▶ [TEXT SECTION]:
☆ ☆ ☆ ☆

Quick Links

Re: gsoc, text search selectivity and dllist enhancments

From:	Jan Urbański <j(dot)urbanski(at)students(dot)mimuw(dot)edu(dot)pl>
To:	Oleg Bartunov <oleg(at)sai(dot)msu(dot)su>
Cc:	Tom Lane <tgl(at)sss(dot)pgh(dot)pa(dot)us>, Heikki Linnakangas <heikki(at)enterprisedb(dot)com>, Postgres - Hackers <pgsql-hackers(at)postgresql(dot)org>
Subject:	Re: gsoc, text search selectivity and dllist enhancments
Date:	2008-07-11 06:23:05
Message-ID:	4876FC49.2000402@students.mimuw.edu.pl
Views:	Whole Thread \| Raw Message \| Download mbox \| Resend email
Thread:
Lists:	pgsql-hackers

Oleg Bartunov wrote:
> On Wed, 9 Jul 2008, Jan Urbaski wrote:
>
>> Jan Urbaski wrote:
>> Do you think it's worthwhile to implement the LC algorithm in C and
>> send it out, so others could try it out? Heck, maybe it's worthwhile
>> to replace the current compute_minimal_stats() algorithm with LC and
>> see how that compares?

☆ ☆ ☆ ☆

▶ [DATA SHOWN]:
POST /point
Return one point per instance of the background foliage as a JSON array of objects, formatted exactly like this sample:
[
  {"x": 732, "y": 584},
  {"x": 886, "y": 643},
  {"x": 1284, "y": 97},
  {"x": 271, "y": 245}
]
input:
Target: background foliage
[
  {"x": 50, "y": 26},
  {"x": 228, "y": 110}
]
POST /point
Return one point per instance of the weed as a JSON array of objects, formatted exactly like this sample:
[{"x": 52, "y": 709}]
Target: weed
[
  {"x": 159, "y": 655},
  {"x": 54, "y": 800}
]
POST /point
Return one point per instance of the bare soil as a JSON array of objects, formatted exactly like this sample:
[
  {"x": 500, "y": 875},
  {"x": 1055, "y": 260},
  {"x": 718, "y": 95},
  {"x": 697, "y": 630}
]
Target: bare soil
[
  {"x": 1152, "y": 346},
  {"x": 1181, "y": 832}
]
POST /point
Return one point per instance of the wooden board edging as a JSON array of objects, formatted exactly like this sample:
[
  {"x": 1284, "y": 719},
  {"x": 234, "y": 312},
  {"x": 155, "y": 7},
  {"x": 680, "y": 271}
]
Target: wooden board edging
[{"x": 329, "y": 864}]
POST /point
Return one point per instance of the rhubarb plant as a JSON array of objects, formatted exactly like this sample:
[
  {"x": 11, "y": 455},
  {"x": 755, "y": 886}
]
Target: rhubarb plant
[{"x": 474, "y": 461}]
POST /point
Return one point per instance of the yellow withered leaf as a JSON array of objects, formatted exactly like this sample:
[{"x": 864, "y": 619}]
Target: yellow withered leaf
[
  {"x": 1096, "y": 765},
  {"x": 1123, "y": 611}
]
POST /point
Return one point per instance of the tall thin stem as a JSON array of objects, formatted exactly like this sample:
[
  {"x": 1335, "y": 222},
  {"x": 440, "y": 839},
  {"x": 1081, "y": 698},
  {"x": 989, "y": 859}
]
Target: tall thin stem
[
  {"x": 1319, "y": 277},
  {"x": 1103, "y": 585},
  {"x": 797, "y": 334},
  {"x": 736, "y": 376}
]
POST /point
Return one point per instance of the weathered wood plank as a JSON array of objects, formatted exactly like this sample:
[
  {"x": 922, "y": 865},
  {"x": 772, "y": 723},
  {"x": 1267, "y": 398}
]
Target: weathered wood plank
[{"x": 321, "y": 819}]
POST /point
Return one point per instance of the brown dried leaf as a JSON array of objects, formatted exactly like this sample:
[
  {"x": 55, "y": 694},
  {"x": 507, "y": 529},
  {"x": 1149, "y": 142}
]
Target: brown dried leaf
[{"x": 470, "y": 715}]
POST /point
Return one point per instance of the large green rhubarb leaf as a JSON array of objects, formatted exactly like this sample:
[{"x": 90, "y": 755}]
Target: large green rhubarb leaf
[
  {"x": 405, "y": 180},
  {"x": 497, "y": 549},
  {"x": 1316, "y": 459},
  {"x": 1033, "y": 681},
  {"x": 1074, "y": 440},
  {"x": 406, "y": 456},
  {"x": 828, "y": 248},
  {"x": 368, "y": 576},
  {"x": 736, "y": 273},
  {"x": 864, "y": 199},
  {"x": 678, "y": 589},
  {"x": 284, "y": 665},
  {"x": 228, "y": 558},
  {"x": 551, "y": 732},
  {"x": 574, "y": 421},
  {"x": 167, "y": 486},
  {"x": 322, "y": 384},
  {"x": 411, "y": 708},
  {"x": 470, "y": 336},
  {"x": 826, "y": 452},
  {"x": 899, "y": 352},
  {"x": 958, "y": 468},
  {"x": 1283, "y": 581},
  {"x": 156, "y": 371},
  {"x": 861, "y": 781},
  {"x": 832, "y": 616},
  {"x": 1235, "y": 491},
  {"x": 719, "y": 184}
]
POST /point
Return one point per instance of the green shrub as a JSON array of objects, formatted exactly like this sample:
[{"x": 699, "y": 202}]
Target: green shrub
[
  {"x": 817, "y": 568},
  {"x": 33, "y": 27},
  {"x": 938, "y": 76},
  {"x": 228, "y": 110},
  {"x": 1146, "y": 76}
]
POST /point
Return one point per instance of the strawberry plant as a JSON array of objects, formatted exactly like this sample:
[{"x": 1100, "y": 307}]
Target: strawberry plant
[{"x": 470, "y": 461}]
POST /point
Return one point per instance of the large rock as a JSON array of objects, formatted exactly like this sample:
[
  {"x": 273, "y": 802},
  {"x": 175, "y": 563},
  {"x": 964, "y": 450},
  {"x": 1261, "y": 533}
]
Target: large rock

☆ ☆ ☆ ☆

▶ [DO THIS]: In the mailing-list message, which existing function's algorithm does the quoted passage suggest replacing with LC?

▶ [COMPLETED EXERCISE]: compute_minimal_stats()